- **SECTION DU DOCUMENT**:
----
Moi, je suis franchement engagé, que nous ayons des fonds ou non. Je suis prêt à foncer parce que je mets beaucoup de sens dans notre action qui est très stimulante lorsqu’on voit les yeux émerveillés des enfants. Aujourd’hui, il est toujours très compliqué pour nous financièrement parlant de nous déplacer d’une ville à l’autre. Cela a un coût lorsqu’on doit aller dans le département voisin. Il en va de même lorsqu’on nous donne des livres, il faut que j’aille les chercher, souvent à Cotonou et que je me débrouille avec les moyens du bord pour les ramener vers le Zou.
J’ai une moto et mon oncle me prête son tricyle. Il m’arrive souvent de préfinancer certaines dépenses car sinon je ne pourrais pas les engager. Je tiens à ce qu’en fin d’année, nous puissions tous nous réunir pour partager un repas mais cela occasionne des frais aussi. Les télécommunications aussi ont un coût pour chacun d’entre nous. L’accès a internet est un souci constant. Aujourd’hui, pour vous parler en visio, j’ai dû venir dans un grand centre éducatif de ma ville pour avoir une connexion stable avec mon téléphone, sinon je n’aurais pas pu vous parler ainsi.
----
- **EXTRAIT DE DONNÉES**:
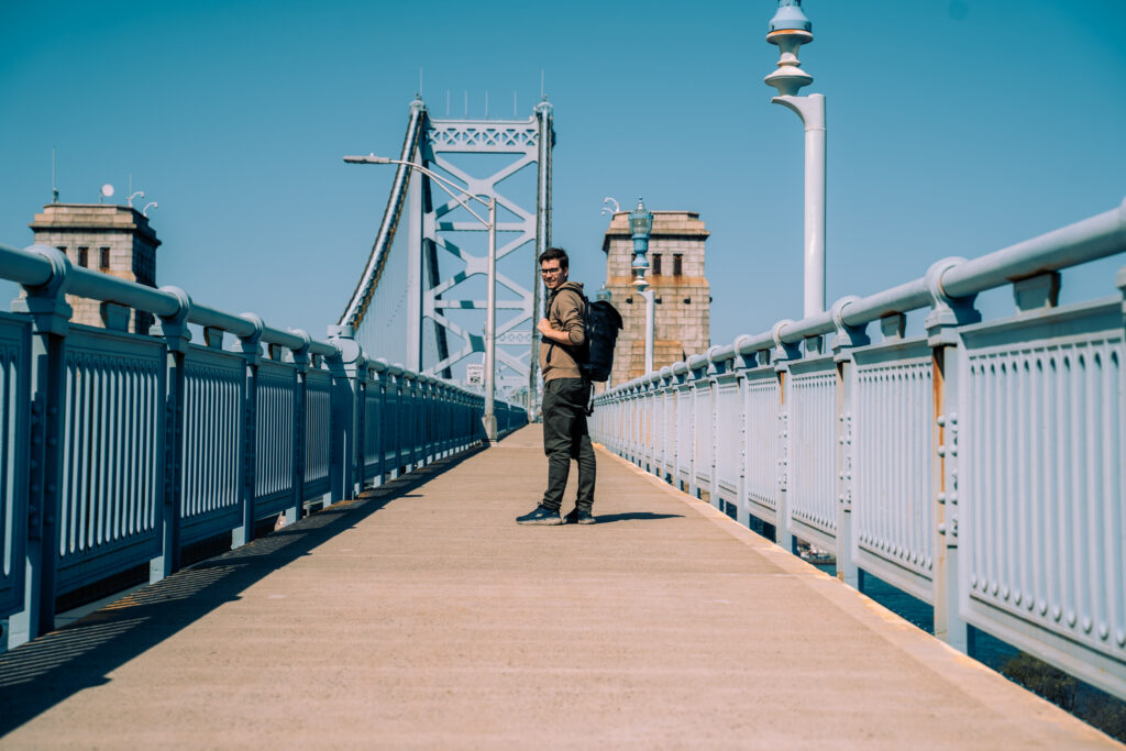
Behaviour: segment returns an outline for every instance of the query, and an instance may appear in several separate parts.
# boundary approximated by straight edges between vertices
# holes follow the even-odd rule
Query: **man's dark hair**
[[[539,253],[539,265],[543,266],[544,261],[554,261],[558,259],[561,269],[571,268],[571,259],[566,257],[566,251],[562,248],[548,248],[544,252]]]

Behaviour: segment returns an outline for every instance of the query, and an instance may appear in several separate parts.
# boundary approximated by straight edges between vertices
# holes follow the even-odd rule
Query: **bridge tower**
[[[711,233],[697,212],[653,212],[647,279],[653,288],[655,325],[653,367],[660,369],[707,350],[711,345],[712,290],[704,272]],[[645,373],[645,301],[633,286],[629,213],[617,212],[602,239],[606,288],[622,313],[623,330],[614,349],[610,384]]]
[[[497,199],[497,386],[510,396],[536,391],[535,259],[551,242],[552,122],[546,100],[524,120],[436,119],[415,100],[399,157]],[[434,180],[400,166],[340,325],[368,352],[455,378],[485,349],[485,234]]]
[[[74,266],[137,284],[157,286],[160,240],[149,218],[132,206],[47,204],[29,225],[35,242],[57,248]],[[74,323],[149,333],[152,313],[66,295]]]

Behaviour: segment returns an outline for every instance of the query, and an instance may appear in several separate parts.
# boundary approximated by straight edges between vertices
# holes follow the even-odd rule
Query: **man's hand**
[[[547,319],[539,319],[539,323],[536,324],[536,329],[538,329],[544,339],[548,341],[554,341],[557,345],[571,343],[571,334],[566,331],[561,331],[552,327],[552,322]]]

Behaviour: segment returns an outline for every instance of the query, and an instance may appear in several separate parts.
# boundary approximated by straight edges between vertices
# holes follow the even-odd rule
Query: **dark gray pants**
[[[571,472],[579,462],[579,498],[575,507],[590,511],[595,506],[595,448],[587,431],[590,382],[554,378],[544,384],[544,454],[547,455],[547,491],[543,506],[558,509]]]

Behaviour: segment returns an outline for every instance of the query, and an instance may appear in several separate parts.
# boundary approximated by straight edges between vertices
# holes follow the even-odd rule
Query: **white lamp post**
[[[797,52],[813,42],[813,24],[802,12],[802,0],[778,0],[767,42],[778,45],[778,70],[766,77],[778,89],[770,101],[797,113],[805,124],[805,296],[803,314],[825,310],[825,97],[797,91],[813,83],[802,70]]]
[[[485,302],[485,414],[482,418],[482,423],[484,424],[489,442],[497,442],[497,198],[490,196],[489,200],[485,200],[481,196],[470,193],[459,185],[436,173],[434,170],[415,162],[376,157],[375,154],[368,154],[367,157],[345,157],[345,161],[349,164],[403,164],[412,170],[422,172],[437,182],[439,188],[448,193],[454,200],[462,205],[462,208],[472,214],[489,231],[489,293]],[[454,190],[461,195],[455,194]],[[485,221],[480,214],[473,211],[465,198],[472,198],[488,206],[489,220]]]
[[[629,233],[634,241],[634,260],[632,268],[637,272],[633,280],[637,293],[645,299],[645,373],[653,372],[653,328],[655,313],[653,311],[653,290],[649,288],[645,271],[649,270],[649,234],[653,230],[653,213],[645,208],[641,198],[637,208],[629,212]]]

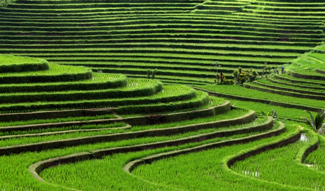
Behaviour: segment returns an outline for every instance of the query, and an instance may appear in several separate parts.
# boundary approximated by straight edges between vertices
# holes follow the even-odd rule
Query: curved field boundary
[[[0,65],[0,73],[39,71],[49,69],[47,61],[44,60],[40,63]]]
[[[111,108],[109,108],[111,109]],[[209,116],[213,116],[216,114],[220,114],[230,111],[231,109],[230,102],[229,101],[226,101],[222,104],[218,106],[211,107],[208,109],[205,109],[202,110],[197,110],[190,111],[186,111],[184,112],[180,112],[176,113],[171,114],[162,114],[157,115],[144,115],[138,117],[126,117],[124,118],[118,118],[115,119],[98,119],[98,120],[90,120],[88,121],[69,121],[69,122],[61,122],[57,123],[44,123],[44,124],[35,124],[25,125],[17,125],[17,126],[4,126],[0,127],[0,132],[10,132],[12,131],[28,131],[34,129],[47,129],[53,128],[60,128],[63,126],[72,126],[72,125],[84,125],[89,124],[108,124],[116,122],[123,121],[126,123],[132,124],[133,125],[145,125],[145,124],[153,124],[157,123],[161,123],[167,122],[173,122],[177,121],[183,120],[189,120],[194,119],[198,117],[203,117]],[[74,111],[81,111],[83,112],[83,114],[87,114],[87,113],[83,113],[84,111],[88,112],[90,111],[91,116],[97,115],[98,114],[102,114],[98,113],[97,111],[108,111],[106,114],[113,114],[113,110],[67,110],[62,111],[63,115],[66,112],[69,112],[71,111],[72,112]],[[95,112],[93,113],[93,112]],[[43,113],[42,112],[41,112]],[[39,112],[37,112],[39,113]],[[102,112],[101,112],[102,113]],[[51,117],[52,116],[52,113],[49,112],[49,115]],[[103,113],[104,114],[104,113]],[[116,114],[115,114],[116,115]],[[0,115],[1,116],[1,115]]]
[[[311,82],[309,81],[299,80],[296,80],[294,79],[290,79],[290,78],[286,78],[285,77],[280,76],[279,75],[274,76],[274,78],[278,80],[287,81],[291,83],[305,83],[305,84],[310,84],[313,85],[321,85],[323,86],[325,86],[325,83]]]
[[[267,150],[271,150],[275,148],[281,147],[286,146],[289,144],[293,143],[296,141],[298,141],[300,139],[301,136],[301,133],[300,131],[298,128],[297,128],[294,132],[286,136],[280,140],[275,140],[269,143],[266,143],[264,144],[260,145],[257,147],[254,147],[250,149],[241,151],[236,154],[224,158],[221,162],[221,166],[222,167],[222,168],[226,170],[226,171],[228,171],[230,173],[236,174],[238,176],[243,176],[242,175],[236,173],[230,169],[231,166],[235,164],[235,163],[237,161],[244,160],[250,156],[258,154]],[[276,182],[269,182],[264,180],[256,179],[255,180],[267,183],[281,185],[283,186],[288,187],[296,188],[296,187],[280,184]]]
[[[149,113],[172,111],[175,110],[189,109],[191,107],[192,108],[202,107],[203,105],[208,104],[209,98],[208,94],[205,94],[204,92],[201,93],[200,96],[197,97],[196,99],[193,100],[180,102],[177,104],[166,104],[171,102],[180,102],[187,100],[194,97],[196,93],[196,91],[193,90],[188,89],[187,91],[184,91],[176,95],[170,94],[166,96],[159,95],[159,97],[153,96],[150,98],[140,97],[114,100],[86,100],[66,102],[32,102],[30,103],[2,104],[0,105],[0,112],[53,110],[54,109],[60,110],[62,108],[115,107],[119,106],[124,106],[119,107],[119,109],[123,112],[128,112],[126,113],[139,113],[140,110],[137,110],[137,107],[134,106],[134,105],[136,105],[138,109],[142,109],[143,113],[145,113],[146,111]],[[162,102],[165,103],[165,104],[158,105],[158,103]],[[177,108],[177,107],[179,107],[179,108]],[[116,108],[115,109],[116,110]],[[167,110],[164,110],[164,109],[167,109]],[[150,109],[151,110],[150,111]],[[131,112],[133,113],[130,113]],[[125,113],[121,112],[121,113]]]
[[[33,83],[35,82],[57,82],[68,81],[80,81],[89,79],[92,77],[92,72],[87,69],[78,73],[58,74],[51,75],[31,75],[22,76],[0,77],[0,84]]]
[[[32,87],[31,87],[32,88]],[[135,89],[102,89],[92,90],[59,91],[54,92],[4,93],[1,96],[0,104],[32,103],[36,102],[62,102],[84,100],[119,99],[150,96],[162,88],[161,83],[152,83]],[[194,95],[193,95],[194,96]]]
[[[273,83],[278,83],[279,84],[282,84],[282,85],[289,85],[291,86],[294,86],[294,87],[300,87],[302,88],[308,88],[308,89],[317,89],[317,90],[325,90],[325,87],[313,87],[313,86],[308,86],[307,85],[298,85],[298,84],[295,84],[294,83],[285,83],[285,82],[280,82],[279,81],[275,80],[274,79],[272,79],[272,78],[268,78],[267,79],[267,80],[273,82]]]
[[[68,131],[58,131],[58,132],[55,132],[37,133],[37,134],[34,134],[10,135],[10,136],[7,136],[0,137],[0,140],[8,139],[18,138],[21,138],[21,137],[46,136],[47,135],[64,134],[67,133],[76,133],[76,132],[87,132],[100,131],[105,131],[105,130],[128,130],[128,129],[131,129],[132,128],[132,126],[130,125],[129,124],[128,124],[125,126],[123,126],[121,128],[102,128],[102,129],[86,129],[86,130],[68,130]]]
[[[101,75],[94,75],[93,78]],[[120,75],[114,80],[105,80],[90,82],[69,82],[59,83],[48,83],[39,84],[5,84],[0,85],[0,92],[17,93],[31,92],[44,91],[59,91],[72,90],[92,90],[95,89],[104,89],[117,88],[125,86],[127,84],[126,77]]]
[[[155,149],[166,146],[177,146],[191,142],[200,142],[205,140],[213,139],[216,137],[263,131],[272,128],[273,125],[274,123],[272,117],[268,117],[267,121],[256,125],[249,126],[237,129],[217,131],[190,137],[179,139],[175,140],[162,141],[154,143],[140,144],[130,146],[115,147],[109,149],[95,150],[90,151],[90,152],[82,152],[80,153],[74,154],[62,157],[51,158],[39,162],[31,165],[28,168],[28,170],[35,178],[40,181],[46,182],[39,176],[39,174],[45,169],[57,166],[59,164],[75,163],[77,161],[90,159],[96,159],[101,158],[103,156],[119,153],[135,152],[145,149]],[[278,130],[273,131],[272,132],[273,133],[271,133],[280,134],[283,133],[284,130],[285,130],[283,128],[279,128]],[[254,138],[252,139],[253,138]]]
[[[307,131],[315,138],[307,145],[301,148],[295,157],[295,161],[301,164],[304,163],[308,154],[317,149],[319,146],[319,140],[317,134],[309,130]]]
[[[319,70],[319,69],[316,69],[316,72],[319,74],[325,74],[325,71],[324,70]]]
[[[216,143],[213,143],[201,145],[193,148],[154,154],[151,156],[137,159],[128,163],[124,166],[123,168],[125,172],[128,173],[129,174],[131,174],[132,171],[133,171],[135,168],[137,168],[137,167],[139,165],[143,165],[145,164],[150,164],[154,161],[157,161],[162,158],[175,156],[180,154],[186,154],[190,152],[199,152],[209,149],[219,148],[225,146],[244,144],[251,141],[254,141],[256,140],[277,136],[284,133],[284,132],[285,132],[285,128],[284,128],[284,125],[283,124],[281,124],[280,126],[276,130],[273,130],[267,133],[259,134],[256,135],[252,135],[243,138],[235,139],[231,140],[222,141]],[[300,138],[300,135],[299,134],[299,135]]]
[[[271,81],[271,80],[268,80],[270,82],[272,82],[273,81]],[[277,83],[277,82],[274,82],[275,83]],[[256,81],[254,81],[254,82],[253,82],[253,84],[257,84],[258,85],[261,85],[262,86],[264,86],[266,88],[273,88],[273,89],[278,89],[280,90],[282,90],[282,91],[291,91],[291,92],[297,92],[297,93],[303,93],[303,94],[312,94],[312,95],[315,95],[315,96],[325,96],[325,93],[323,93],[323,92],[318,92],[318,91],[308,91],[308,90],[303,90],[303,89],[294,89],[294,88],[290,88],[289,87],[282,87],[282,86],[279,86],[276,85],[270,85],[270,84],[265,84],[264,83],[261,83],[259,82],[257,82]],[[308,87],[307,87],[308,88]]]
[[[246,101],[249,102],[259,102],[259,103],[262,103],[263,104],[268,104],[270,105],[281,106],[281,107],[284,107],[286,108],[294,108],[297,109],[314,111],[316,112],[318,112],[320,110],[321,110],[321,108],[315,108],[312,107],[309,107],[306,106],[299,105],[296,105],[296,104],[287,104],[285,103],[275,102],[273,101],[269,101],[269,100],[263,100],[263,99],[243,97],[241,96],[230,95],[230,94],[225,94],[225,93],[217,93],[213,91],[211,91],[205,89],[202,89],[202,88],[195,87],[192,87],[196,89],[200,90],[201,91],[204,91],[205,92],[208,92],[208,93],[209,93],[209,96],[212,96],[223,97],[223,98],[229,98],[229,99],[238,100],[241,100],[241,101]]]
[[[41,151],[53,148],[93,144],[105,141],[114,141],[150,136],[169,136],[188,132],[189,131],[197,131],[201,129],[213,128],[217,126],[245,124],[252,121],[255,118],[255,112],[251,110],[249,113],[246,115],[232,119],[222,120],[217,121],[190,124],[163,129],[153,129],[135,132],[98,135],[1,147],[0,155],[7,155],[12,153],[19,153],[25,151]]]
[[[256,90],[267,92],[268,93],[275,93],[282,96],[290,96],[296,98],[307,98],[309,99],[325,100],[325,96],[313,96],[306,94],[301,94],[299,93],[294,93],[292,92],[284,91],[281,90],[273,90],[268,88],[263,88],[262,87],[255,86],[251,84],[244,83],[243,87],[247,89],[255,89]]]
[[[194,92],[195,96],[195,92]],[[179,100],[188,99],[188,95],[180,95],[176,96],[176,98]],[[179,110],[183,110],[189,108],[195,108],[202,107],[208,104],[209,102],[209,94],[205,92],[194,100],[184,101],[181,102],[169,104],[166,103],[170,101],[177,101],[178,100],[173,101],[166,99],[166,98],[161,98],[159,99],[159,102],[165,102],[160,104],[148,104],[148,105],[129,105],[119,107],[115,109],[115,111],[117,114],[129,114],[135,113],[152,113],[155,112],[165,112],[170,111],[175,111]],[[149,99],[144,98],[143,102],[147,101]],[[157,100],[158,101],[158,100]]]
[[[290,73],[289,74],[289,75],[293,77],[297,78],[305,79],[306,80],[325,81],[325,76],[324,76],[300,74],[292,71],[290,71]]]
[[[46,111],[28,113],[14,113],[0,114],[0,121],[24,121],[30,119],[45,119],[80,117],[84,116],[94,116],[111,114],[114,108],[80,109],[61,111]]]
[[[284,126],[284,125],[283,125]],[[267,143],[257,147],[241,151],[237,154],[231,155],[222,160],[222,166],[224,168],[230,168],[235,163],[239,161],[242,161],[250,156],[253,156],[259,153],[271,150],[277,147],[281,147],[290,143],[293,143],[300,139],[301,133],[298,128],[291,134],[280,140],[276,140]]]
----
D'après la section du document, répondez aux questions suivantes.
(a) Dans quelle ville la personne qui témoigne doit-elle souvent aller chercher les livres qu'on lui donne ?
(b) Qu'est-ce que cette personne tient à organiser en fin d'année ?
(c) Où s'est-elle rendue pour parler en visio, et dans quel but ?

(a) À Cotonou.
(b) Une réunion de tous autour d'un repas partagé.
(c) Dans un grand centre éducatif de sa ville, pour avoir une connexion stable avec son téléphone.